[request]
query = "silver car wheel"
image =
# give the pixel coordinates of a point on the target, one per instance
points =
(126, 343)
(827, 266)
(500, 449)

## WHAT IS EXPECTED:
Would you write out all the records exactly as they read?

## SOLUTION TO THIS TASK:
[request]
query = "silver car wheel"
image =
# give the pixel coordinates of a point on the target, one per instance
points =
(126, 343)
(827, 266)
(500, 449)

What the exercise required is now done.